| Task statement |
Convert the lines below into a numbered list, omitting blank lines and excluding the pictures from the result.

Location identification items
━━━

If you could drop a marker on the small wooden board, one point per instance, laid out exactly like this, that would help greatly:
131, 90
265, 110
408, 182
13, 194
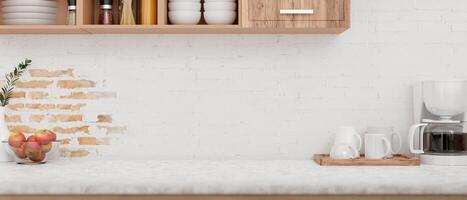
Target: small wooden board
396, 160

━━━

| Task answer |
1. If you could drop a marker on the small wooden board, one point per instance, laid out exactly like this, that would help greatly:
2. 131, 90
3. 265, 110
4. 408, 182
5. 13, 194
6. Target: small wooden board
7. 396, 160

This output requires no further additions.